***** DOCUMENT EXTRACT
Numpy/scipy op set

Do you already have a more fleshed out description of what would be inside a “numpy” dialect and how that would differ from the work to be done on TCP/Linalg?

From a policy perspective, I think there are different questions here:

  1. How and when do we introduce dependencies on external projects?
  2. What sort of criteria do we have for new dialects?

The first is complicated - there is precedent in LLVM for accepting conditional dependencies, and MLIR already has some aspects of that (for CUDA support etc). In the case of Julia dialect, you have a further concern which is that Julia already depends on LLVM - LLVM depending on Julia would be a cyclic dependency. In any case, I’m pretty sure that Stella is not suggesting that MLIR should depend on Numpy, so this is a question we can continue to struggle with, but isn’t core to this thread, so we can set it aside for now.

The second is complicated in other ways. We have experimental work in-tree (including the shape dialect) and there are other things like the Affine dialect that are evolving. IMO we should have some sort of policy like LLVM does for targets: it can/should be reasonably easy to get something in, but there needs to be a motivated use case, the community needs to (at least) not be strongly opposed to it, and there should be someone signed up to support it.

An aspect of this that is different than LLVM core is that MLIR has a lot of opportunity to grease the wheels on interchange between different systems, and we have a community built around collaboration (which is not always strong in every open source project). I don’t think that pushing everything out to alternate projects is really the right answer.

OTOH, The reason for conservatism here is that we don’t want every science project to be in-tree (to be clear, I’m not accusing Stella of that!) and don’t want things like course projects etc to be in the tree. OTOH, I think it is pretty clear that an ONNX dialect is something that would be useful, and I also think that Numpy is a pretty big standard as well.


Not yet but have been ruminating on it for a while. I was literally at the point where I was deciding a) do I start a fork of LLVM and get something fleshed out there, b) pork-barrel more experimental stuff into my project (IREE), or c) create a new project. I would approach the work and community-engagement differently based on that choice.
**********
***** MATERIAL SUPPLIED
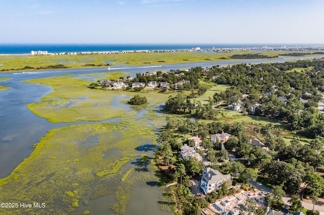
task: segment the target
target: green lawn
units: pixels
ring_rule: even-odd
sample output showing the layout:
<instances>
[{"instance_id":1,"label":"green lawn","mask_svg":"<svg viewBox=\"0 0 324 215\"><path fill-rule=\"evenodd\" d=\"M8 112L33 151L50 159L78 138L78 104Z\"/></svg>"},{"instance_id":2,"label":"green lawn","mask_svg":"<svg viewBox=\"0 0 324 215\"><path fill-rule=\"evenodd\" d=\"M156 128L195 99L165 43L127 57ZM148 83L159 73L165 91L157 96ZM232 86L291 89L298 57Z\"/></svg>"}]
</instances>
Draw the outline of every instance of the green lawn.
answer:
<instances>
[{"instance_id":1,"label":"green lawn","mask_svg":"<svg viewBox=\"0 0 324 215\"><path fill-rule=\"evenodd\" d=\"M312 70L313 69L314 69L314 67L308 67L307 68L304 68L301 67L301 68L294 68L294 69L293 69L292 70L288 70L286 72L301 72L302 71L310 71L311 70Z\"/></svg>"}]
</instances>

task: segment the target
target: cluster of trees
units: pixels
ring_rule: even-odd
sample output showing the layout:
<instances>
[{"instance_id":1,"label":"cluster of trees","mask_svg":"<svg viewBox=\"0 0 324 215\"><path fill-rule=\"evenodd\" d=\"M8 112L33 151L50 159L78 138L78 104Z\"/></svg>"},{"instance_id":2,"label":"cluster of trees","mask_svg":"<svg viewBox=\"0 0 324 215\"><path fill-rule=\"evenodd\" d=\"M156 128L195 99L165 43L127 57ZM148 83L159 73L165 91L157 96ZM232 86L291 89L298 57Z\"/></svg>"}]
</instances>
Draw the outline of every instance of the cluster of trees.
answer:
<instances>
[{"instance_id":1,"label":"cluster of trees","mask_svg":"<svg viewBox=\"0 0 324 215\"><path fill-rule=\"evenodd\" d=\"M155 153L163 157L166 165L171 162L176 165L174 179L179 179L182 186L187 187L188 181L201 174L204 166L193 157L189 160L178 158L175 152L179 151L183 143L178 142L174 137L177 134L197 135L202 138L200 146L205 150L197 150L197 152L206 155L211 163L211 167L224 174L230 174L238 181L249 182L259 177L272 186L274 191L266 197L267 205L275 209L281 209L281 196L285 194L284 190L296 193L302 183L306 185L305 195L312 198L315 203L316 198L324 194L324 186L318 185L324 184L324 179L315 173L318 167L324 164L323 139L319 138L306 145L293 140L290 145L286 145L282 138L272 134L273 127L271 124L256 128L255 131L262 135L260 137L264 140L269 148L268 151L265 151L260 146L252 146L250 137L245 135L245 128L241 124L234 123L231 125L221 121L198 123L189 119L173 118L159 136L158 140L163 143ZM231 134L229 139L224 143L225 149L221 149L219 144L213 144L208 138L211 134L222 131ZM228 158L228 152L245 158L241 160L241 162L233 162ZM222 165L218 165L219 162L222 162ZM223 191L209 194L204 199L212 202L215 201L214 198L218 198L219 195L226 193ZM186 202L194 205L194 201ZM291 206L291 211L299 211L299 203L295 201ZM199 207L189 207L197 209ZM190 211L193 212L192 210Z\"/></svg>"},{"instance_id":2,"label":"cluster of trees","mask_svg":"<svg viewBox=\"0 0 324 215\"><path fill-rule=\"evenodd\" d=\"M191 102L183 93L179 93L175 96L170 96L165 105L165 110L172 114L192 114L198 119L214 120L218 112L213 108L209 103L201 104L200 101Z\"/></svg>"},{"instance_id":3,"label":"cluster of trees","mask_svg":"<svg viewBox=\"0 0 324 215\"><path fill-rule=\"evenodd\" d=\"M293 71L296 68L311 69ZM219 76L217 83L232 85L225 92L215 93L214 102L241 102L245 111L254 107L251 114L287 121L291 130L307 137L324 137L324 116L317 109L322 96L316 89L324 90L324 61L213 67L207 78L214 75ZM243 98L243 94L249 95Z\"/></svg>"},{"instance_id":4,"label":"cluster of trees","mask_svg":"<svg viewBox=\"0 0 324 215\"><path fill-rule=\"evenodd\" d=\"M139 95L136 95L133 98L131 98L128 101L130 104L141 105L147 103L147 99L145 96L140 96Z\"/></svg>"},{"instance_id":5,"label":"cluster of trees","mask_svg":"<svg viewBox=\"0 0 324 215\"><path fill-rule=\"evenodd\" d=\"M199 87L199 79L201 77L204 70L201 67L192 68L188 70L171 70L168 73L163 73L161 71L156 72L156 75L143 75L140 73L136 74L136 77L132 81L127 81L130 84L134 82L142 82L146 84L150 81L159 81L168 82L172 89L173 89L173 84L180 81L186 80L190 81L190 83L184 84L180 87L184 89L198 89ZM183 74L180 75L180 73Z\"/></svg>"}]
</instances>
**********
INSTRUCTION -> List every dialect that the Numpy/scipy op set thread names with the word "dialect." You won't need the entries for any of this.

SOLUTION FOR THIS EXERCISE ->
- numpy dialect
- Julia dialect
- shape dialect
- Affine dialect
- ONNX dialect